Reproduce the full text on the interim DSMB analysis of mortality and lymphopenia word for word, without changing anything.

- PROVIDED TEXT:
┌──

Observed Mortality and Lymphopenia at time of First Interim DSMB Analysis

Outcome Treatment A N=90 Treatment B N=93 p-value
All Cause 28-Day Mortality 4/90 (4.4%) 11/90 (12.2%) 0.059
Prolonged Lymphopenia 10/90 (11.1%) 3/93 (3.2%) 0.038
Moderate Lymphopenia 21/90 (23.3%) 16/93 (17.2%) 0.30

Note: 3 patients assigned to Treatment B had unknown 28-day mortality status.

Based on their interim data review, the DSMB recommended that the trial continue; however, based on concerns about the mortality trend, they did not recommend expanding the trial to children under 1 year of age. In addition, the DSMB elected to add a previously unscheduled meeting and reconvene after approximately 6 additional months of enrollment, to again review safety and efficacy data, and to reconsider the issue of expanding CRISIS to younger children. No technical or other design modifications were necessary due to this additional meeting, because of the use of flexible monitoring boundaries as discussed above. The DSMB also requested that mortality as well as efficacy be examined according to patient infection/sepsis status at study entry (presented with existing infection, existing sepsis, or neither).

└──

- THE DATA:

┌──

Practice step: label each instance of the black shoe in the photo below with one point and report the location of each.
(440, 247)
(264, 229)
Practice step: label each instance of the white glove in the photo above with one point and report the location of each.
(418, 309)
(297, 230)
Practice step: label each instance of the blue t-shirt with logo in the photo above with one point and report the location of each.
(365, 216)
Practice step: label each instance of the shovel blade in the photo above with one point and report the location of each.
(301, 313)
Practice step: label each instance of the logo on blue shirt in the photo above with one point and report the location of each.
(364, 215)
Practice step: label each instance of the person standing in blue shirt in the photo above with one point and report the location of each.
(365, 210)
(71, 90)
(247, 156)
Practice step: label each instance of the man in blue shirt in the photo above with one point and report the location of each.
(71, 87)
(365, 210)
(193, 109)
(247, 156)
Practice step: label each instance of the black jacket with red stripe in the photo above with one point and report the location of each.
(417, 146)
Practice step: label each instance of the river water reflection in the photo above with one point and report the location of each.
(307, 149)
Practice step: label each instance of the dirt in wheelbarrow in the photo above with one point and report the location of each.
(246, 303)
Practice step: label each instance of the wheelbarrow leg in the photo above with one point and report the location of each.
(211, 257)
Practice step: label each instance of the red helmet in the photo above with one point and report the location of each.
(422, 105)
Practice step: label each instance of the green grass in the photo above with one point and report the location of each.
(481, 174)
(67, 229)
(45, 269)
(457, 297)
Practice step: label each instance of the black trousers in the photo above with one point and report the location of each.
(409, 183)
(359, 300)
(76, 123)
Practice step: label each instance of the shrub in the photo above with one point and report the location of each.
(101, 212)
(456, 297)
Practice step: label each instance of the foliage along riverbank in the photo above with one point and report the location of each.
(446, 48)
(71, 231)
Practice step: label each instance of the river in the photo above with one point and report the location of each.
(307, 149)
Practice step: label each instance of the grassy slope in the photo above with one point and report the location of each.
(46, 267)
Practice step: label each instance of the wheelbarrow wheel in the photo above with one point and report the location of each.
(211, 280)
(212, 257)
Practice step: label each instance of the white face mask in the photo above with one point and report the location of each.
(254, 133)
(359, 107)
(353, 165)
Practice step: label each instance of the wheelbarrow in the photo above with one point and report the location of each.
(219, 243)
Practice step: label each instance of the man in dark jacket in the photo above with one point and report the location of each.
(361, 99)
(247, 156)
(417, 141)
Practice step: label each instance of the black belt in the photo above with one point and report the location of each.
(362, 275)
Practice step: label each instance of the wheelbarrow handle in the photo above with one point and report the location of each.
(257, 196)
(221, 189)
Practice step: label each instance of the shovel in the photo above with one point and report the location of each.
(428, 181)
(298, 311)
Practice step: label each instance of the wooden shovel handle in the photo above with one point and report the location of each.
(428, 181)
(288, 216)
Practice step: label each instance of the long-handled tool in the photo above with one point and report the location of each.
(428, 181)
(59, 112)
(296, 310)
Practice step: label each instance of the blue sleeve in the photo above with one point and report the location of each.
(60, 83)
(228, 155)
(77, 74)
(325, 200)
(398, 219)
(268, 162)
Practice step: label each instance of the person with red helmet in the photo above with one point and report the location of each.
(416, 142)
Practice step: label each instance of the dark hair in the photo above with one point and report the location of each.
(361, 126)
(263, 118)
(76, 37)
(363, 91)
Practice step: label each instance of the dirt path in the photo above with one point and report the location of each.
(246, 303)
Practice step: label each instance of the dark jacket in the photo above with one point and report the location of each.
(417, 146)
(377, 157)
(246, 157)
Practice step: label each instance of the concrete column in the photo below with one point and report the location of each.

└──

- EXERCISE ANSWER:
Observed Mortality and Lymphopenia at time of First Interim DSMB Analysis

Outcome Treatment A N=90 Treatment B N=93 p-value
All Cause 28-Day Mortality 4/90 (4.4%) 11/90 (12.2%) 0.059
Prolonged Lymphopenia 10/90 (11.1%) 3/93 (3.2%) 0.038
Moderate Lymphopenia 21/90 (23.3%) 16/93 (17.2%) 0.30

Note: 3 patients assigned to Treatment B had unknown 28-day mortality status.

Based on their interim data review, the DSMB recommended that the trial continue; however, based on concerns about the mortality trend, they did not recommend expanding the trial to children under 1 year of age. In addition, the DSMB elected to add a previously unscheduled meeting and reconvene after approximately 6 additional months of enrollment, to again review safety and efficacy data, and to reconsider the issue of expanding CRISIS to younger children. No technical or other design modifications were necessary due to this additional meeting, because of the use of flexible monitoring boundaries as discussed above. The DSMB also requested that mortality as well as efficacy be examined according to patient infection/sepsis status at study entry (presented with existing infection, existing sepsis, or neither).